What to do
Please write out all of the entries beneath this line exactly, skipping the pictures.

-*-

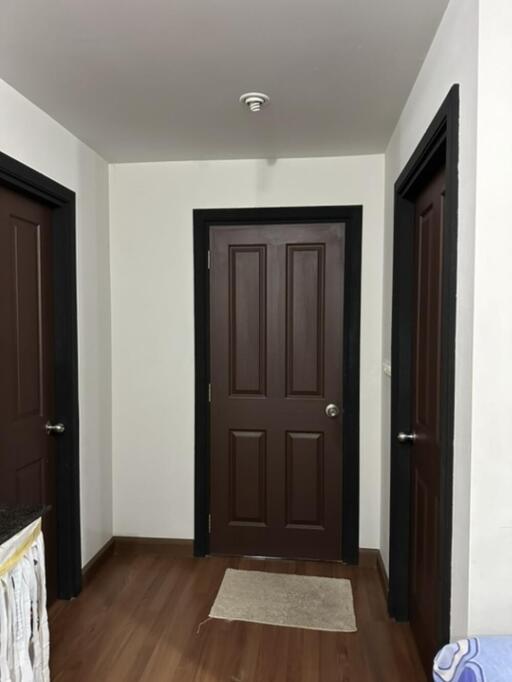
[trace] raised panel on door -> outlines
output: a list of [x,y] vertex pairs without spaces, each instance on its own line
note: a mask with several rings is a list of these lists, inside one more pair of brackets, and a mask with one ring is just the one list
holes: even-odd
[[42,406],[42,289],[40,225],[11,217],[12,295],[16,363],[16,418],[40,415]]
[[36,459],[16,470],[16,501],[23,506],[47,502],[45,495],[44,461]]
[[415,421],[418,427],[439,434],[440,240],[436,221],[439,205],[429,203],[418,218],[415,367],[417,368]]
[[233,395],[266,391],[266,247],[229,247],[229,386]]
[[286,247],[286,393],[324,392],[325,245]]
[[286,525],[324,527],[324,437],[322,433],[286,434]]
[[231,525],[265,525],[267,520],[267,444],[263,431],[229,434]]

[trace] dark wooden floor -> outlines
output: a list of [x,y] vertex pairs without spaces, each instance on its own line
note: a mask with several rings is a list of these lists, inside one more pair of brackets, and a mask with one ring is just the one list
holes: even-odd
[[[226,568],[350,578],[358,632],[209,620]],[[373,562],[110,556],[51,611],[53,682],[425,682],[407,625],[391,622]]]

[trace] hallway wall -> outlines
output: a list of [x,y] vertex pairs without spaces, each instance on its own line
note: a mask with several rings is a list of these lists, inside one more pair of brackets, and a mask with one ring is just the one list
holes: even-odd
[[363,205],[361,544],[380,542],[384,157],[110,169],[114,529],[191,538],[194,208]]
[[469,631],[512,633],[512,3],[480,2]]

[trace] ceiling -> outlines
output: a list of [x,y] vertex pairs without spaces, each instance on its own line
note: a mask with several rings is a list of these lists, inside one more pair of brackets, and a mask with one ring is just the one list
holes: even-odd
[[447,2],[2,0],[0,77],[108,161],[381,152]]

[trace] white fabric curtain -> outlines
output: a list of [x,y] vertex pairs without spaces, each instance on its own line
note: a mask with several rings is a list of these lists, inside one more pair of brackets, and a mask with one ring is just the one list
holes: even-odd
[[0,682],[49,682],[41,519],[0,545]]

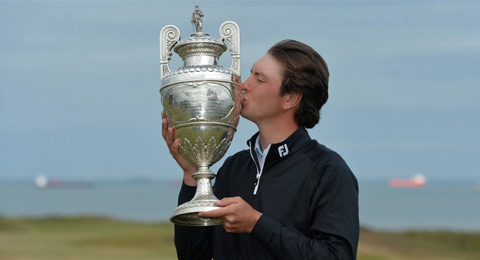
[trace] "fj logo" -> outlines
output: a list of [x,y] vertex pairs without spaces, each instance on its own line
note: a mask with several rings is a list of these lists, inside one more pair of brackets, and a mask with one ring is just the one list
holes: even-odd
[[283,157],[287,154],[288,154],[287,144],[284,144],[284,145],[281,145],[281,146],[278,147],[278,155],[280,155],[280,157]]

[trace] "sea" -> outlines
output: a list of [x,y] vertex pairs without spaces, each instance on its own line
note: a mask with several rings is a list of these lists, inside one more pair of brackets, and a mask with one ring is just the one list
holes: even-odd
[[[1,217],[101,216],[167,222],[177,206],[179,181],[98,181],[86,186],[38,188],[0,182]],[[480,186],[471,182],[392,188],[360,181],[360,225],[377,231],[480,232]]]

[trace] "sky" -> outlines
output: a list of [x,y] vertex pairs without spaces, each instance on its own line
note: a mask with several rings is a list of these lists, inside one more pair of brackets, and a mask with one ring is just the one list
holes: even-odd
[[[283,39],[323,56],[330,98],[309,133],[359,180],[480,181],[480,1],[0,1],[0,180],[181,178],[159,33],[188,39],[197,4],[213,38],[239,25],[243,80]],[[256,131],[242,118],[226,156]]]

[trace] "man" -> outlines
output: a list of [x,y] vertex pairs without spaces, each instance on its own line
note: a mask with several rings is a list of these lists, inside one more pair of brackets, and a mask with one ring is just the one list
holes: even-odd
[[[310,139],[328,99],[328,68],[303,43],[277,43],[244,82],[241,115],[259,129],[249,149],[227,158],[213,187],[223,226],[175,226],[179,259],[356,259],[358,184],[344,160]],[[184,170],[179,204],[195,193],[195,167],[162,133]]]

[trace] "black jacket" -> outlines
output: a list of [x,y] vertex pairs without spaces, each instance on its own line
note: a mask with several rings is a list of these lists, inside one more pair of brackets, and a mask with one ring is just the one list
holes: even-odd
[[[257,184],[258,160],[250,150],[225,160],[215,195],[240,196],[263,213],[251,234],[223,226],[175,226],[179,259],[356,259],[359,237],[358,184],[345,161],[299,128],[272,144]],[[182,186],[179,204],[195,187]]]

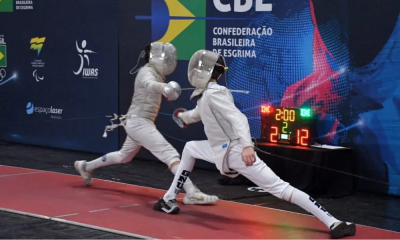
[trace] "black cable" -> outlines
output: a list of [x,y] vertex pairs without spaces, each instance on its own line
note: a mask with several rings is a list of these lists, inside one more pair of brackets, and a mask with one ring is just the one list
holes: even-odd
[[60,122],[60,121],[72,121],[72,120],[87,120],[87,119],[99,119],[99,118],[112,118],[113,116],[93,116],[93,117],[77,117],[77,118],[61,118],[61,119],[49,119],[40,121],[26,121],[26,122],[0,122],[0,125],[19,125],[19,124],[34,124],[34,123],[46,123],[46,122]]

-*-

Result for this exercise
[trace] raised panel on door -> outlines
output: a list of [x,y] vertex pairs without spaces, each instance on its own line
note: a mask with several rings is a list of these lists, inside one more pair of brackets, and a mask with one ring is just the one list
holes: even-odd
[[42,406],[42,289],[40,225],[11,217],[12,295],[16,363],[16,418],[40,415]]
[[36,459],[16,470],[16,501],[23,506],[47,502],[45,495],[44,461]]
[[415,421],[418,427],[439,434],[440,240],[436,221],[439,205],[429,203],[418,218],[415,367],[417,368]]
[[233,395],[266,391],[266,247],[229,247],[229,386]]
[[286,247],[286,393],[324,392],[325,245]]
[[286,525],[324,527],[324,437],[322,433],[286,434]]
[[231,525],[265,525],[267,520],[267,444],[263,431],[229,434]]

[trace] dark wooden floor -> outlines
output: a list of [x,y] vertex pairs without spaces, each instance on its own line
note: a mask with several rings is a list of these lists, inside one more pair of brackets, and a mask with one ring is just the one list
holes: even-odd
[[[226,568],[350,578],[358,632],[209,620]],[[373,562],[110,556],[51,611],[53,682],[425,682],[407,625],[391,622]]]

[trace] hallway wall -> outlines
output: a list of [x,y] vertex pairs without spaces, each instance on its own line
note: a mask with several rings is a list of these lists, inside one more pair of brackets, and a mask with one ring is just the one list
holes: even-odd
[[363,205],[361,544],[380,542],[384,157],[110,169],[114,529],[191,538],[194,208]]
[[469,631],[512,633],[512,3],[480,2]]

[trace] ceiling -> outlines
output: a list of [x,y] vertex pairs without spaces, each instance on its own line
note: a mask with several rings is a list of these lists, inside one more pair of brackets, and a mask with one ring is just the one list
holes: even-odd
[[447,2],[2,0],[0,77],[108,161],[381,152]]

[trace] white fabric curtain -> outlines
output: a list of [x,y] vertex pairs without spaces, each instance on its own line
note: a mask with several rings is a list of these lists, inside one more pair of brackets, and a mask with one ring is just the one list
holes: even-odd
[[0,682],[49,682],[41,519],[0,545]]

[trace] "fj logo" -> outlines
output: a list of [x,y] vertex pairs without spaces, each instance on its own line
note: a mask with several rings is a list of these lists, inside one more pair of brackets, and a mask with one ring is just the one list
holes: even-odd
[[283,157],[287,154],[288,154],[287,144],[284,144],[284,145],[281,145],[281,146],[278,147],[278,155],[280,155],[280,157]]

[trace] "sea" -> outlines
output: a list of [x,y] vertex pairs without spaces, each instance on its own line
note: a mask with several rings is a list of these lists, inside one more pair of brackets, and a mask with one ring is just the one list
holes: even-odd
[[[1,217],[101,216],[167,222],[177,206],[179,181],[98,181],[86,186],[38,188],[0,182]],[[480,186],[471,182],[392,188],[360,181],[360,225],[377,231],[480,232]]]

[trace] "sky" -> outlines
output: a list of [x,y] vertex pairs without spaces, each instance on its own line
note: a mask with several rings is a list of these lists, inside one more pair of brackets, and a mask with one ring is just the one list
holes: even-odd
[[[283,39],[323,56],[330,98],[309,133],[359,180],[480,181],[480,1],[0,1],[0,180],[181,178],[159,33],[188,39],[197,4],[213,38],[239,25],[243,80]],[[256,131],[242,118],[226,156]]]

[trace] "man" -> outlines
output: a list of [x,y] vertex pairs without spaces, each instance on its own line
note: a mask with several rings is a list of these lists, inside one more pair of brackets, and a mask with one ring is just the one list
holes: even-odd
[[[310,139],[328,99],[328,68],[303,43],[277,43],[244,82],[241,115],[259,129],[249,149],[227,158],[213,187],[223,226],[175,226],[179,259],[356,259],[358,184],[344,160]],[[184,170],[179,204],[195,193],[195,167],[162,133]]]

[trace] "black jacket" -> outlines
output: a list of [x,y] vertex pairs without spaces, each instance on its own line
note: a mask with several rings is a list of these lists, inside one more pair of brackets, and a mask with one ring is just the one list
holes: even-odd
[[[257,184],[258,160],[250,150],[225,160],[215,195],[240,196],[263,213],[251,234],[223,226],[175,226],[179,259],[356,259],[359,237],[358,184],[345,161],[299,128],[272,144]],[[182,186],[179,204],[195,187]]]

[trace] "black cable" -> outlines
output: a list of [x,y] vertex pairs without spaces, each instance on its own line
note: a mask with several rings is a list of these lists, inside one more pair of brackets, and a mask with one ring is just the one list
holes: even-odd
[[60,122],[60,121],[72,121],[72,120],[87,120],[87,119],[99,119],[99,118],[112,118],[113,116],[93,116],[93,117],[77,117],[77,118],[61,118],[61,119],[49,119],[40,121],[26,121],[26,122],[0,122],[0,125],[19,125],[19,124],[34,124],[34,123],[46,123],[46,122]]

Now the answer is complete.